(Record extracts begins)
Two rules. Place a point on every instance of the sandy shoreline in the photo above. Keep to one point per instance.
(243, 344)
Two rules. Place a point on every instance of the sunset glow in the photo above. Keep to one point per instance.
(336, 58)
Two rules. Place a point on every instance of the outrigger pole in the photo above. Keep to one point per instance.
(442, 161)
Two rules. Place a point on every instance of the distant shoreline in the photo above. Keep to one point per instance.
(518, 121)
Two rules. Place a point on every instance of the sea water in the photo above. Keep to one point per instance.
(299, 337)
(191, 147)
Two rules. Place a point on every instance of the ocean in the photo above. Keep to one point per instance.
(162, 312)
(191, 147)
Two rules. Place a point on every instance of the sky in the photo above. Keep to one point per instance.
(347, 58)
(Record extracts ends)
• Work task: Your reply should contain every record, unchanged and complete.

• Answer for the task:
Two rules. Place a point on every instance of the sandy shoreline in the photo above. Keep to one point per instance.
(243, 344)
Two rules. Place a point on every instance of the sunset glow in the photo above. Keep to one point per instance.
(336, 58)
Two rules. Place a point on every instance of the outrigger pole in the photo above. Keep to one point per instance.
(442, 161)
Two rules. Place a point on every instance of the distant shoreline in the photo above. Keep to one point per instance.
(518, 121)
Two rules. Place a point on every instance of the sea water in the photo above. Keep to one point per instance.
(299, 337)
(191, 147)
Two rules. Place a point on every instance of the ocean in the photo above. Keep to one point per instance.
(162, 312)
(191, 147)
Two rules. Place a point on every instance of the sky in the photo above. Keep to one point per instance.
(347, 58)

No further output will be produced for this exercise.